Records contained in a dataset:
******

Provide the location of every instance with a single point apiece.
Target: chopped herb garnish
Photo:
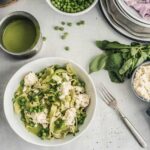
(61, 28)
(56, 28)
(67, 48)
(63, 23)
(44, 38)
(69, 24)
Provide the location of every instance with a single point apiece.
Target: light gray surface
(107, 132)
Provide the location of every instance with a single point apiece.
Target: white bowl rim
(80, 133)
(132, 81)
(133, 16)
(72, 14)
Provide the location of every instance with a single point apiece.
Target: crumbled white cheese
(30, 79)
(39, 117)
(57, 79)
(65, 76)
(70, 116)
(79, 89)
(82, 100)
(142, 82)
(65, 89)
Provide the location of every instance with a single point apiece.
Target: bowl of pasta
(50, 101)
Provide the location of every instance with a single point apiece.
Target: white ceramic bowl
(131, 12)
(37, 65)
(72, 14)
(132, 81)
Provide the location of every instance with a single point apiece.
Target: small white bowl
(36, 66)
(132, 82)
(131, 12)
(72, 14)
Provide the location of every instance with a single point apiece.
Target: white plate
(117, 26)
(131, 12)
(36, 66)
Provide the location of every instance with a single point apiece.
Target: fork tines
(105, 94)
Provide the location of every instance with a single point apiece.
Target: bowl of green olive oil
(20, 34)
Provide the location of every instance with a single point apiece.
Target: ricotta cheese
(30, 79)
(70, 116)
(82, 100)
(65, 89)
(39, 117)
(142, 82)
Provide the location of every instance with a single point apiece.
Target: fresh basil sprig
(118, 59)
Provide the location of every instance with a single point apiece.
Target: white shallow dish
(131, 12)
(71, 14)
(132, 81)
(36, 66)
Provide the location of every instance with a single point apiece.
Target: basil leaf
(114, 62)
(98, 63)
(115, 77)
(126, 66)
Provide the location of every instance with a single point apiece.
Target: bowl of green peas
(72, 7)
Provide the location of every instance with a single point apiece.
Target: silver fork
(112, 102)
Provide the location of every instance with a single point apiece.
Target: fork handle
(134, 131)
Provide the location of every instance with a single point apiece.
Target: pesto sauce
(19, 35)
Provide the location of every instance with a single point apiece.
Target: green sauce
(19, 35)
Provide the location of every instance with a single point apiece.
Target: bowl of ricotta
(41, 101)
(141, 82)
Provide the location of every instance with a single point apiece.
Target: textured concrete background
(107, 132)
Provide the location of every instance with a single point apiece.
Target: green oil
(19, 35)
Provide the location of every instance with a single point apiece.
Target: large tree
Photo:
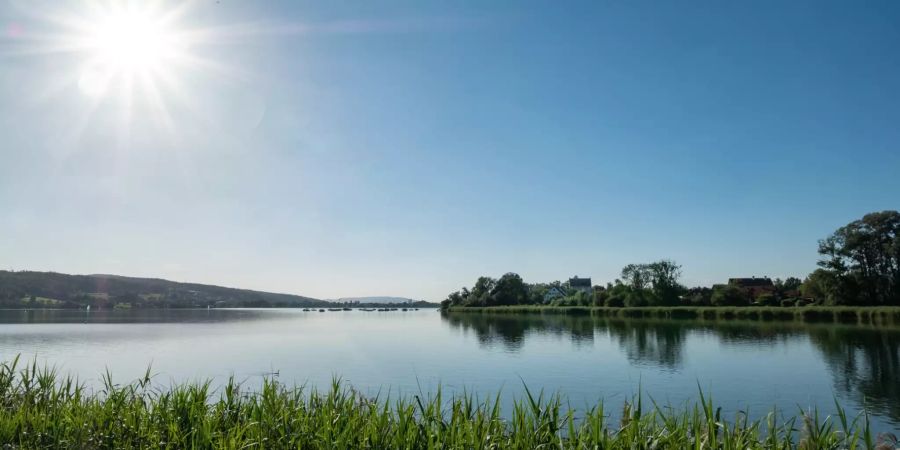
(863, 258)
(509, 290)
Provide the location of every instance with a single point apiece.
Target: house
(554, 293)
(754, 287)
(581, 284)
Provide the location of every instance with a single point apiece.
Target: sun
(132, 41)
(125, 43)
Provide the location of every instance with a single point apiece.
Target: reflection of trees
(656, 343)
(510, 330)
(865, 364)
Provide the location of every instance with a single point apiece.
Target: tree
(817, 286)
(728, 295)
(664, 276)
(863, 259)
(655, 283)
(636, 275)
(509, 290)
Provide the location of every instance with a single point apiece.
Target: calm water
(585, 359)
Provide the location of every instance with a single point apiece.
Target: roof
(750, 282)
(579, 282)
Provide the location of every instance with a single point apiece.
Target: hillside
(56, 290)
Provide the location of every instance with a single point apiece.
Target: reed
(40, 409)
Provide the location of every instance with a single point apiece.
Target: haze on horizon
(338, 150)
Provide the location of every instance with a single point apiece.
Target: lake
(742, 365)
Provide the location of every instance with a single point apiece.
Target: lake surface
(743, 365)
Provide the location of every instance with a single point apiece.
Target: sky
(337, 149)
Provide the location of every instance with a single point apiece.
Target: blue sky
(406, 148)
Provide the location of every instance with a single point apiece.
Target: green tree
(509, 290)
(728, 295)
(863, 259)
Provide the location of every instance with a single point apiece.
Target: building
(554, 293)
(754, 287)
(581, 284)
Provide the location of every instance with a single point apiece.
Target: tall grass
(885, 315)
(41, 409)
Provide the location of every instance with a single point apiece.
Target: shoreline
(861, 315)
(45, 409)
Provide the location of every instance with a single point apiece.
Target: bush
(729, 296)
(766, 300)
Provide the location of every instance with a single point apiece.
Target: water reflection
(864, 362)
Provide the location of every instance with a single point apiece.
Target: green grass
(40, 409)
(887, 315)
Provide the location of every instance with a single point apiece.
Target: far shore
(864, 315)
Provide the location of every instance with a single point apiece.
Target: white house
(554, 293)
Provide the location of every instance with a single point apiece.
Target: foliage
(766, 300)
(857, 315)
(862, 261)
(43, 410)
(654, 284)
(729, 295)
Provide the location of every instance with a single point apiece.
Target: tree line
(859, 265)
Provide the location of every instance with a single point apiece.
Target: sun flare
(124, 44)
(131, 41)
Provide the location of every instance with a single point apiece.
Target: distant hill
(56, 290)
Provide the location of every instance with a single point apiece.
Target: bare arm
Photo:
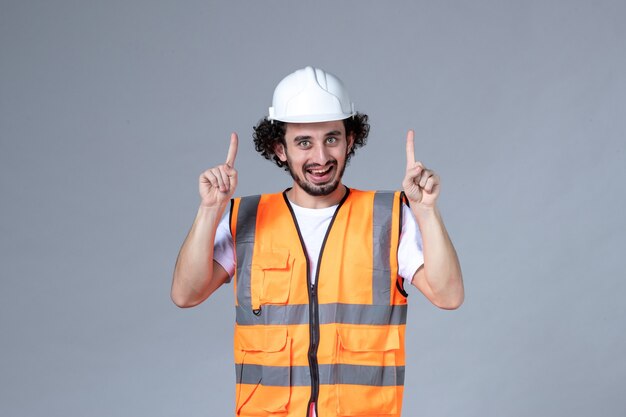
(440, 279)
(196, 274)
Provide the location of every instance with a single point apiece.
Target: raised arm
(440, 279)
(196, 274)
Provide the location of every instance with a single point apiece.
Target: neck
(300, 197)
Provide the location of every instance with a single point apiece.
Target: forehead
(314, 129)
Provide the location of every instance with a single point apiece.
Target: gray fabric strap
(328, 313)
(284, 376)
(246, 225)
(381, 274)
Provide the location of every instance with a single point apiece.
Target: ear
(279, 151)
(350, 141)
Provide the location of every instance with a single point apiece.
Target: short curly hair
(268, 134)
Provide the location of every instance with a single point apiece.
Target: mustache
(330, 163)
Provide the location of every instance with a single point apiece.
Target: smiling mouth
(321, 174)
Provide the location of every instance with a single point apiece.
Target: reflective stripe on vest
(359, 313)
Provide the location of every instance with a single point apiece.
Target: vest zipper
(314, 319)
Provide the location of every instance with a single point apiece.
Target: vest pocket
(276, 269)
(366, 377)
(263, 378)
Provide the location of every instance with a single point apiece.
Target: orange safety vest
(336, 346)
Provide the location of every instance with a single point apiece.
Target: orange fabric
(278, 278)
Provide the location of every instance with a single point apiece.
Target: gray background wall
(110, 110)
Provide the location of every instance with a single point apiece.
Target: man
(320, 268)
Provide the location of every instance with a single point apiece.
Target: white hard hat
(310, 95)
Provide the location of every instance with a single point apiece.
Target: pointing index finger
(232, 150)
(410, 147)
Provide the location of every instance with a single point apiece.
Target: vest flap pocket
(369, 339)
(275, 269)
(276, 258)
(266, 339)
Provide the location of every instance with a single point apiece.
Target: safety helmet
(310, 95)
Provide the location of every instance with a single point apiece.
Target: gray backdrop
(110, 110)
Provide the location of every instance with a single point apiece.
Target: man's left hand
(421, 185)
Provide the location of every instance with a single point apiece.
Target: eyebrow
(307, 137)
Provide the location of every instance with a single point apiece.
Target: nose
(320, 154)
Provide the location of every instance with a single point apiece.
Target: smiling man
(320, 269)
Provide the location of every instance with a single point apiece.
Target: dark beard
(318, 190)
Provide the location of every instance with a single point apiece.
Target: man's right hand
(217, 185)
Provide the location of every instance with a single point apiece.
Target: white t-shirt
(313, 224)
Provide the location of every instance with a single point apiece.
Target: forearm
(442, 271)
(193, 274)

******

§ What you need to do
All records above should be duplicated exactly, with the pictures omitted.

§ Task answer
Provide the location of every instance with a single point apiece.
Target: chopped herb garnish
Photo:
(61, 28)
(56, 28)
(67, 48)
(63, 23)
(44, 38)
(69, 24)
Provide the location of every instance with a single point apiece.
Target: light gray surface
(107, 132)
Provide the location of every instance with a single point apiece.
Target: white bowl rim
(80, 133)
(132, 81)
(133, 16)
(72, 14)
Provide the location of every instance with a single point apiece.
Target: crumbled white cheese
(30, 79)
(39, 117)
(57, 79)
(65, 76)
(70, 116)
(79, 89)
(82, 100)
(142, 82)
(65, 89)
Provide the location of every instance with a single point apiece.
Target: bowl of pasta
(50, 101)
Provide the location of every instance with a single point apiece.
Target: white ceramic bowl
(131, 12)
(37, 65)
(72, 14)
(132, 81)
Provide the location of every instance with a single point apiece.
Target: small white bowl
(36, 66)
(132, 82)
(131, 12)
(72, 14)
Provide the location of every instance with a single point apiece.
Target: white plate
(117, 26)
(131, 12)
(36, 66)
Provide the location of every instance with a single point apiece.
Target: fork tines
(105, 94)
Provide the location of every instance with a single point apiece.
Target: bowl of green olive oil
(20, 34)
Provide the location of every instance with a single point apiece.
Target: ricotta cheese
(30, 79)
(70, 116)
(82, 100)
(65, 89)
(39, 117)
(142, 82)
Provide the location of every instance with a single point apiece.
Target: fresh basil sprig
(118, 59)
Provide the location of every instance with a single point apiece.
Target: white shallow dish
(131, 12)
(71, 14)
(132, 81)
(36, 66)
Provide the location of every instance with a single point apiece.
Target: basil leaf
(114, 62)
(98, 63)
(115, 77)
(126, 66)
Provide the location of every instance with a single point apiece.
Target: bowl of green peas
(72, 7)
Provide the location of every instance with a single point apiece.
Target: silver fork
(112, 102)
Provide the location of every instance with a single point apiece.
Target: fork handle
(134, 131)
Provide the location of every instance with a single point apiece.
Target: pesto sauce
(19, 35)
Provide the location of every instance with a single point apiece.
Target: green sauce
(19, 35)
Provide the location of every instance with a single point apiece.
Target: bowl of ricotta
(41, 101)
(141, 82)
Provide the location of every instance with a single point apiece.
Target: textured concrete background
(107, 132)
Provide the location of every instance with a single point apiece.
Target: green oil
(19, 35)
Provide the location of every instance with a single point apiece.
Target: large tree
Photo:
(863, 258)
(509, 290)
Provide the location of every instance with a single point apiece.
Target: house
(554, 293)
(754, 287)
(581, 284)
Provide the location of every instance with a single point apiece.
Target: sun
(132, 41)
(125, 43)
Provide the location of every instance with a single point apiece.
Target: reflection of trees
(656, 343)
(510, 330)
(865, 364)
Provide the location of every instance with a single point apiece.
Target: tree
(817, 286)
(728, 295)
(664, 276)
(863, 259)
(655, 283)
(636, 275)
(509, 290)
Provide the location of every instance with a single point apiece.
Target: calm water
(585, 359)
Provide the location of every instance with a single point apiece.
Target: roof
(750, 282)
(579, 282)
Provide the location of every instance with a single point apiece.
Target: hillside
(56, 290)
Provide the location of every instance with a single point apiece.
Target: reed
(40, 409)
Provide the location of every instance with a single point apiece.
Target: haze on horizon
(338, 150)
Provide the location of every instance with a single point apiece.
Target: lake
(742, 365)
Provide the location of every instance with a single point apiece.
Target: lake surface
(743, 365)
Provide the location of every instance with a single point apiece.
Target: sky
(337, 149)
Provide the location of every instance with a single point apiece.
Target: blue sky
(406, 148)
Provide the location of every instance with a single point apiece.
Target: green tree
(509, 290)
(728, 295)
(863, 259)
Provide the location of every instance with a single point apiece.
Target: building
(554, 293)
(754, 287)
(581, 284)
Provide the location of every instance with a single point apiece.
Target: tall grass
(885, 315)
(41, 409)
Provide the location of every instance with a single point apiece.
Target: shoreline
(861, 315)
(45, 409)
Provide the location of every instance with a single point apiece.
Target: bush
(729, 296)
(766, 300)
Provide the location of every instance with a single point apiece.
Target: water reflection
(864, 362)
Provide the location of every instance with a single point apiece.
Target: green grass
(40, 409)
(887, 315)
Provide the location of every instance with a single point apiece.
Target: far shore
(864, 315)
Provide the location of every instance with a single point apiece.
Target: white house
(554, 293)
Provide the location of every instance with a single point apiece.
Target: foliage
(766, 300)
(857, 315)
(862, 261)
(43, 410)
(654, 284)
(729, 295)
Provide the location of every instance with a single point apiece.
Target: tree line
(859, 265)
Provide the location of every instance with a single point apiece.
Target: sun flare
(124, 44)
(131, 41)
Provide the location of every instance with a single point apiece.
Target: distant hill
(56, 290)
Provide the location of every instance with a single point apiece.
Target: bare arm
Photo:
(440, 279)
(196, 274)
Provide the location of every instance with a single point apiece.
Target: raised arm
(440, 279)
(196, 274)
Provide the location of every instance with a single point apiece.
Target: neck
(300, 197)
Provide the location of every instance with a single point apiece.
Target: forehead
(314, 129)
Provide the location of every instance with a single point apiece.
Target: gray fabric strap
(328, 313)
(284, 376)
(246, 225)
(381, 274)
Provide the location of every instance with a single point apiece.
Target: ear
(279, 151)
(350, 141)
Provide the location of every instance with a single point apiece.
Target: short curly hair
(268, 134)
Provide the location of every instance with a single point apiece.
Target: mustache
(330, 163)
Provide the location of every instance with a single point apiece.
Target: smiling mouth
(321, 174)
Provide the location of every instance with a single point apiece.
Target: reflective stripe on vest
(359, 313)
Provide the location of every instance with a single point apiece.
Target: vest zipper
(314, 319)
Provide the location of every instance with a single point apiece.
Target: vest pocket
(276, 269)
(366, 377)
(263, 378)
Provide the location of every instance with a single point apiece.
Target: orange safety vest
(336, 346)
Provide the location of every instance with a single point apiece.
Target: orange fabric
(278, 278)
Provide the location of every instance with a single point apiece.
Target: gray background wall
(110, 110)
Provide the location of every instance with a single point apiece.
Target: man
(320, 268)
Provide the location of every instance with a single point apiece.
Target: white hard hat
(310, 95)
Provide the location of every instance with a single point apiece.
Target: pointing index finger
(232, 150)
(410, 147)
Provide the location of every instance with a single point apiece.
Target: vest flap pocket
(369, 339)
(275, 269)
(276, 258)
(266, 339)
Provide the location of every instance with a single point apiece.
Target: safety helmet
(310, 95)
Provide the location of every instance with a single point apiece.
Target: gray backdrop
(110, 110)
Provide the location of every instance with a single point apiece.
Target: man's left hand
(421, 185)
Provide the location of every instance with a single point apiece.
Target: eyebrow
(307, 137)
Provide the location of every instance with a single point apiece.
Target: nose
(320, 154)
Provide the location of every instance with a single point apiece.
Target: smiling man
(320, 269)
Provide the location of every instance with a single point apiece.
Target: dark beard
(318, 190)
Provide the location of every instance with a single point apiece.
Target: man's right hand
(217, 185)
Provide the location of every instance with a single point apiece.
Target: white t-shirt
(313, 224)
Provide the location of every instance with a single point apiece.
Target: forearm
(442, 271)
(193, 274)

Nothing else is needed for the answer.